__Written problem__:
Starting at the line containing "Outline every instance of the cascading" and ending with the line containing "83 130 L 81", copy those lines out with "cascading water" renamed to "falling water" and nothing else altered.

** START The data **

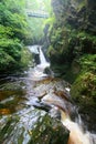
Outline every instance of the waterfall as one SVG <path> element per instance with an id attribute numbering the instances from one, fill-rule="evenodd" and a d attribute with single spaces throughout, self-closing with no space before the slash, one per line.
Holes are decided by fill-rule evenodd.
<path id="1" fill-rule="evenodd" d="M 50 68 L 50 63 L 46 61 L 41 47 L 39 47 L 39 53 L 40 53 L 40 64 L 38 66 L 41 66 L 43 70 L 45 68 Z"/>
<path id="2" fill-rule="evenodd" d="M 45 56 L 44 56 L 44 54 L 41 50 L 41 47 L 40 47 L 39 51 L 40 51 L 40 62 L 41 62 L 41 64 L 47 63 L 46 60 L 45 60 Z"/>
<path id="3" fill-rule="evenodd" d="M 31 73 L 31 78 L 33 80 L 39 80 L 42 79 L 44 76 L 47 76 L 46 73 L 44 73 L 45 68 L 50 68 L 50 62 L 46 61 L 44 53 L 42 51 L 42 47 L 41 45 L 32 45 L 29 47 L 29 50 L 34 53 L 34 54 L 39 54 L 39 59 L 40 59 L 40 64 L 35 65 L 32 69 L 32 73 Z"/>

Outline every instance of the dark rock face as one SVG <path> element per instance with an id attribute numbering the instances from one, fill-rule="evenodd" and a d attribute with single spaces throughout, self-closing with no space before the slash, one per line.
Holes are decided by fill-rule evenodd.
<path id="1" fill-rule="evenodd" d="M 79 113 L 89 130 L 96 131 L 96 75 L 81 75 L 72 85 L 72 99 L 79 106 Z M 85 116 L 86 115 L 86 116 Z"/>
<path id="2" fill-rule="evenodd" d="M 68 135 L 61 121 L 33 107 L 0 120 L 0 144 L 67 144 Z"/>

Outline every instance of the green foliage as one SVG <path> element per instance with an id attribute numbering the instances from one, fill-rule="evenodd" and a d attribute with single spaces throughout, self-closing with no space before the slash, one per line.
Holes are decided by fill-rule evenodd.
<path id="1" fill-rule="evenodd" d="M 78 76 L 71 89 L 73 100 L 81 106 L 96 109 L 96 75 L 93 73 L 85 73 Z"/>
<path id="2" fill-rule="evenodd" d="M 24 0 L 0 2 L 0 72 L 22 65 L 23 43 L 32 39 L 23 9 Z"/>
<path id="3" fill-rule="evenodd" d="M 85 54 L 81 56 L 78 63 L 82 68 L 82 72 L 93 72 L 96 73 L 96 54 Z"/>

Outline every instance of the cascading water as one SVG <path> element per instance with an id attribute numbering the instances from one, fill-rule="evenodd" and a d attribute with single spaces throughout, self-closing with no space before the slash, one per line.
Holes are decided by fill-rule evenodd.
<path id="1" fill-rule="evenodd" d="M 83 130 L 81 115 L 76 114 L 76 121 L 71 120 L 71 112 L 75 111 L 73 104 L 65 102 L 64 99 L 50 93 L 42 99 L 43 102 L 57 106 L 61 111 L 61 121 L 70 130 L 70 140 L 67 144 L 96 144 L 96 135 Z M 68 110 L 67 110 L 68 109 Z M 73 109 L 73 110 L 72 110 Z"/>
<path id="2" fill-rule="evenodd" d="M 52 111 L 52 116 L 54 115 L 53 112 L 55 113 L 58 112 L 56 114 L 61 113 L 61 116 L 60 115 L 58 116 L 61 117 L 62 123 L 70 130 L 70 140 L 67 144 L 96 144 L 96 135 L 83 130 L 83 121 L 78 114 L 77 114 L 78 116 L 75 115 L 76 120 L 75 119 L 74 121 L 71 120 L 72 117 L 71 114 L 75 113 L 75 109 L 70 101 L 70 88 L 68 88 L 70 84 L 66 84 L 65 81 L 56 78 L 54 79 L 50 76 L 46 79 L 45 76 L 47 76 L 47 74 L 44 73 L 44 69 L 50 66 L 50 63 L 45 60 L 44 54 L 42 52 L 42 48 L 40 45 L 33 45 L 30 47 L 29 49 L 31 50 L 31 52 L 39 54 L 40 64 L 38 64 L 34 68 L 30 66 L 25 75 L 22 78 L 11 78 L 9 83 L 8 78 L 8 80 L 6 81 L 8 88 L 4 86 L 4 84 L 2 84 L 3 82 L 1 81 L 0 106 L 2 107 L 0 109 L 0 114 L 7 116 L 7 114 L 17 113 L 18 114 L 17 117 L 21 117 L 20 119 L 21 123 L 25 121 L 24 126 L 26 126 L 28 132 L 28 126 L 33 124 L 33 122 L 35 122 L 38 117 L 38 114 L 35 116 L 35 111 L 29 113 L 30 112 L 29 109 L 32 109 L 33 111 L 35 106 L 39 110 L 42 110 L 42 106 L 45 106 L 43 110 L 46 110 L 47 106 L 50 106 L 51 110 L 52 107 L 55 107 L 54 111 Z M 8 91 L 10 85 L 12 85 L 11 88 L 13 88 L 12 91 L 11 89 L 10 91 Z M 7 90 L 3 90 L 2 88 L 7 88 Z M 47 112 L 49 114 L 51 114 L 51 110 Z M 7 116 L 7 119 L 9 119 L 9 116 Z M 0 117 L 0 122 L 1 122 L 0 128 L 2 128 L 6 122 L 4 117 L 2 119 Z M 21 134 L 24 134 L 24 137 L 23 135 L 20 134 L 20 137 L 22 140 L 24 138 L 23 143 L 28 144 L 26 142 L 29 138 L 26 138 L 25 130 L 23 132 L 21 131 L 21 123 L 20 125 L 17 124 L 18 131 L 15 125 L 13 125 L 15 130 L 14 128 L 10 130 L 10 127 L 8 128 L 7 125 L 6 128 L 7 132 L 3 131 L 4 133 L 2 135 L 2 141 L 1 140 L 0 141 L 3 142 L 3 144 L 8 144 L 9 141 L 8 138 L 11 137 L 12 141 L 11 140 L 9 141 L 9 144 L 11 144 L 14 142 L 14 138 L 15 141 L 19 138 L 18 133 L 20 132 Z M 8 130 L 12 131 L 12 133 L 9 132 L 10 137 L 8 137 L 7 135 Z M 29 132 L 31 131 L 29 130 Z"/>

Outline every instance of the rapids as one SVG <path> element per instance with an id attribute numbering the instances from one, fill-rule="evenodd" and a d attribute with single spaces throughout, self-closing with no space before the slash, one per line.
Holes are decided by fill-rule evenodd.
<path id="1" fill-rule="evenodd" d="M 40 64 L 30 66 L 22 76 L 0 80 L 0 105 L 2 106 L 0 115 L 23 113 L 23 110 L 28 111 L 28 106 L 43 109 L 53 115 L 54 109 L 55 112 L 61 113 L 61 122 L 71 132 L 68 144 L 96 144 L 96 135 L 87 130 L 84 131 L 83 121 L 79 120 L 81 116 L 71 102 L 70 84 L 44 73 L 44 69 L 50 68 L 50 63 L 45 60 L 41 45 L 29 47 L 29 50 L 39 54 Z M 0 122 L 4 122 L 2 119 Z"/>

** END The data **

__Solution for this exercise__:
Outline every instance of the falling water as one SVG <path> element per instance with an id attribute numbering the instances from one, fill-rule="evenodd" and a d attribute with single spaces throughout, self-closing with no space before the slash, one per line.
Holes are decided by fill-rule evenodd.
<path id="1" fill-rule="evenodd" d="M 83 130 L 81 115 L 76 114 L 76 121 L 71 120 L 71 112 L 75 111 L 73 104 L 65 102 L 64 99 L 50 93 L 42 99 L 43 102 L 57 106 L 61 111 L 61 121 L 70 130 L 70 140 L 67 144 L 96 144 L 96 135 Z M 68 110 L 67 110 L 68 109 Z M 73 109 L 73 110 L 72 110 Z"/>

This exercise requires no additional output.